Your objective:
Copy out all the records exactly.
=-=-=-=-=
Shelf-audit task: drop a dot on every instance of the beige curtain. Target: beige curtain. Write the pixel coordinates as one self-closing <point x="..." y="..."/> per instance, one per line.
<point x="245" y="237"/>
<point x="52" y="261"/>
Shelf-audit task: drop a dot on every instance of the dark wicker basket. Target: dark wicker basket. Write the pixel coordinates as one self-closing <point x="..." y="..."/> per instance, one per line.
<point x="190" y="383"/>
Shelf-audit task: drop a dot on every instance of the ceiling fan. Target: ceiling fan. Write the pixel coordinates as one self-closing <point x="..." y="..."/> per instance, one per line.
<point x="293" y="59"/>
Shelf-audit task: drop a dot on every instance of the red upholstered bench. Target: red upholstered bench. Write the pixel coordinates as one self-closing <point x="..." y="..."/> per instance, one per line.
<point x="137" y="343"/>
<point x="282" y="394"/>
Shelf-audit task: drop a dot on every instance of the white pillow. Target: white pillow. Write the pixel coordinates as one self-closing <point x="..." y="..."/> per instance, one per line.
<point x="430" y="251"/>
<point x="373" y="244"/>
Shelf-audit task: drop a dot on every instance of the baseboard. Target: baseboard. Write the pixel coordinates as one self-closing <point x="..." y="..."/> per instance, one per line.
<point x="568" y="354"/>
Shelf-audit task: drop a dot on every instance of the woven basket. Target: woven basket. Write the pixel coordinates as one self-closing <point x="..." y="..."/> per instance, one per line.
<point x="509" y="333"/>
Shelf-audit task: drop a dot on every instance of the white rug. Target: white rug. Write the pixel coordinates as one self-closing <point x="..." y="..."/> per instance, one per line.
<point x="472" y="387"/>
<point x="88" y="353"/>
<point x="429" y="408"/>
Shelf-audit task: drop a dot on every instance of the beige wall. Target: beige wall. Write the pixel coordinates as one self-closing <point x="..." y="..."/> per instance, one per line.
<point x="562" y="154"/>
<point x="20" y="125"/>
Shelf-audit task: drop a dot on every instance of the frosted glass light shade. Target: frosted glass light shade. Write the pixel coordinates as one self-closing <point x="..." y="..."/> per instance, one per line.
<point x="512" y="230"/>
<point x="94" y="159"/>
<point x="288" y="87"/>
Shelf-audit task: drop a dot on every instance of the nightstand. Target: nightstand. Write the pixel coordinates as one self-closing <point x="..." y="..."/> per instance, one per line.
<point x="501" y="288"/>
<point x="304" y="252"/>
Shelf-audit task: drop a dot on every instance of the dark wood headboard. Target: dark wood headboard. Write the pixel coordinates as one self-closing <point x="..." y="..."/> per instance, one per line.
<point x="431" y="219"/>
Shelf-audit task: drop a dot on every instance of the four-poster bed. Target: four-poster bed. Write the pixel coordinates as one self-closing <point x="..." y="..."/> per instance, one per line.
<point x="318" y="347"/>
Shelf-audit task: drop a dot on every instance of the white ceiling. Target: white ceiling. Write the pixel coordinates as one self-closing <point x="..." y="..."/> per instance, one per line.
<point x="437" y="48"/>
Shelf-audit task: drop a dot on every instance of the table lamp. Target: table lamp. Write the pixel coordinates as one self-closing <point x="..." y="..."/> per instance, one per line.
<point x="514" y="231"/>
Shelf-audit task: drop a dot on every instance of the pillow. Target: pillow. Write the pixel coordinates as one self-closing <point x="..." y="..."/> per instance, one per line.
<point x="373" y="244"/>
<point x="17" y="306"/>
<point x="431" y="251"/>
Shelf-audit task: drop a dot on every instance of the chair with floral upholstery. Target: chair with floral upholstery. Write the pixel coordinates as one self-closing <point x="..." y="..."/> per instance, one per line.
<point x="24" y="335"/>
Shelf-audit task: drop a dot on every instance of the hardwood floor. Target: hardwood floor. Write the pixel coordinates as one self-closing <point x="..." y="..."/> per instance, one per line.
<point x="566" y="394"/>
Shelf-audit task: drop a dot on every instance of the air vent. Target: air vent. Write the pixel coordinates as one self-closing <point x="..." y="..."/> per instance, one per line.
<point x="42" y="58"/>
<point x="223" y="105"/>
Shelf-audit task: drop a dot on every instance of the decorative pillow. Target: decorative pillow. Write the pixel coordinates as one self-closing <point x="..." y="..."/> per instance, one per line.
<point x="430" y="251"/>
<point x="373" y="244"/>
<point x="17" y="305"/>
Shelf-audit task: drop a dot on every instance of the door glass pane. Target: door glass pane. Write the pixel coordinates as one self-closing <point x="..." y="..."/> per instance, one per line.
=-=-=-=-=
Task solution:
Shelf-audit task: drop a dot on every instance of the beige curtain. Target: beige curtain. Write the pixel coordinates as one self-closing <point x="..." y="..."/> per instance, one per line.
<point x="245" y="237"/>
<point x="52" y="261"/>
Shelf-audit task: drop a dot on every instance of the dark wicker basket. Target: dark wicker basket. Write the pixel coordinates as one self-closing <point x="..." y="..."/> per instance, one per line.
<point x="190" y="383"/>
Shelf-audit task: drop a dot on every instance of the ceiling fan. Target: ceiling fan. Write the pixel coordinates as one self-closing <point x="..." y="..."/> per instance, one per line.
<point x="293" y="59"/>
Shelf-audit task: drop a dot on every instance of the red upholstered bench. Target: red upholstered bench. Write the pixel coordinates as one self-closing <point x="..." y="..."/> per instance, one per line.
<point x="137" y="343"/>
<point x="282" y="394"/>
Shelf-audit task: drop a dot on every instance of the white pillow. Target: white pillow. Write the pixel coordinates as one self-closing <point x="..." y="..."/> per instance, one per line.
<point x="430" y="251"/>
<point x="373" y="244"/>
Shelf-audit task: drop a dot on every instance of the baseboard. Target: baseboard. Write the pixel coordinates as one self-closing <point x="..." y="..."/> per instance, one per line.
<point x="568" y="354"/>
Shelf-audit task: drop a dot on every instance of the woven basket. Target: woven basket. Write the pixel coordinates as one self-closing <point x="..." y="..."/> per instance, one per line.
<point x="509" y="333"/>
Shelf-audit task: drop a dot on every instance of the white rug. Target: white rug. Write the pixel coordinates as one self-closing <point x="..." y="..."/> per instance, one per line.
<point x="472" y="387"/>
<point x="88" y="353"/>
<point x="429" y="408"/>
Shelf-audit task: drop a dot on every instance of the beige wall. Target: beige wall. Write the pixel coordinates as one self-closing <point x="..." y="..."/> per instance, one per line.
<point x="562" y="154"/>
<point x="20" y="125"/>
Shelf-audit task: drop a dot on every instance of the frosted glass light shade. Target: frosted glass light shade. Write the pixel coordinates as one self-closing <point x="..." y="..."/> per instance, one per line.
<point x="512" y="230"/>
<point x="94" y="159"/>
<point x="288" y="87"/>
Shelf-audit task: drop a dot on every instance of the nightstand. Target: nightstand. Write the pixel coordinates as one self-closing <point x="..." y="..."/> per instance, one per line.
<point x="501" y="288"/>
<point x="304" y="252"/>
Shelf-audit task: drop a dot on every instance of the dark wood headboard. Target: dark wood headboard. Write the pixel coordinates as one self-closing <point x="..." y="..."/> per instance, one per line.
<point x="431" y="219"/>
Shelf-audit task: drop a dot on every instance of the four-poster bed. Target: four-poster bed. Write the pixel coordinates as one self-closing <point x="..." y="..."/> per instance, one per line.
<point x="318" y="347"/>
Shelf-audit task: drop a dot on every instance of the white ceiling. Target: white ceiling. Write the pixel coordinates as one self-closing <point x="..." y="..."/> per instance, one per line.
<point x="437" y="48"/>
Shelf-audit task: drop a dot on every instance of the table lamp. Target: table lamp. Write the pixel coordinates as one self-closing <point x="..." y="..."/> per instance, one per line.
<point x="514" y="231"/>
Shelf-audit task: drop a dot on every instance of the pillow. Target: pillow. Write the pixel coordinates as one self-closing <point x="..." y="..."/> per instance, one per line.
<point x="373" y="244"/>
<point x="17" y="306"/>
<point x="431" y="251"/>
Shelf-audit task: drop a dot on every instance of the chair with floral upholstery. Target: chair with floral upholstery. Write the pixel coordinates as one self-closing <point x="..." y="..."/> per instance, one per line.
<point x="24" y="335"/>
Shelf-audit task: drop a dot on every instance of the hardwood floor. Target: hardwood floor. Write the pixel coordinates as one self-closing <point x="..." y="..."/> per instance, one per line.
<point x="566" y="394"/>
Shelf-audit task: drop a dot on every instance of the air vent. Target: air vent. Write the pixel coordinates as one self-closing <point x="..." y="..."/> per instance, one per line.
<point x="42" y="58"/>
<point x="223" y="105"/>
Shelf-audit task: drop a dot on every instance of the decorative pillow. Target: decorative pillow. Write the pixel coordinates as one self-closing <point x="..." y="..."/> per instance, one per line.
<point x="430" y="251"/>
<point x="373" y="244"/>
<point x="17" y="305"/>
Shelf-audit task: drop a dot on every instance of the door glass pane. Target: door glass pane. Write the pixel coordinates as one self-closing <point x="..." y="..."/> per instance, one per line.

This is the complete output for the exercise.